● **What you are asked to do**:
Please copy each line in the records below that contains the string "human".

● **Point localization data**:
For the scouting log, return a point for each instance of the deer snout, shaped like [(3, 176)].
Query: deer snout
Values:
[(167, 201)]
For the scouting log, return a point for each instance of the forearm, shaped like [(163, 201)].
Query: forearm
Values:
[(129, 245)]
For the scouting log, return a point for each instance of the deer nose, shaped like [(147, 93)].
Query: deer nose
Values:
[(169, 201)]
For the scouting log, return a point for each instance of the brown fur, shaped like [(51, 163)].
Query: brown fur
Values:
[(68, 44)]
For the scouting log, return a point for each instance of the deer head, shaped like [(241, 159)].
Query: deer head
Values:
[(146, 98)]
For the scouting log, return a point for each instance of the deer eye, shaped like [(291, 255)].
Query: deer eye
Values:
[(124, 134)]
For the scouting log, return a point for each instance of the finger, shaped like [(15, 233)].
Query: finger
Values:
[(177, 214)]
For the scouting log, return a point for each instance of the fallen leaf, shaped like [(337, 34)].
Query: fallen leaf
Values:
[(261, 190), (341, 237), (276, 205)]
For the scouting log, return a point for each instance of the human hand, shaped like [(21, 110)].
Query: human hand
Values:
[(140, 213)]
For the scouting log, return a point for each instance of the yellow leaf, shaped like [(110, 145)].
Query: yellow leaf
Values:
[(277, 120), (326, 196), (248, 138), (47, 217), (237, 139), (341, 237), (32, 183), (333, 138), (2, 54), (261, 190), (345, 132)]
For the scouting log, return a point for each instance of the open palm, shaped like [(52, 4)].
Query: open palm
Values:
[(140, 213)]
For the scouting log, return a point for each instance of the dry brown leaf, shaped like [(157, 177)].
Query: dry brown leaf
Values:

● **Response area**:
For the scouting log, return a point for each instance of the human hand, shaped like [(21, 110)].
Query: human hand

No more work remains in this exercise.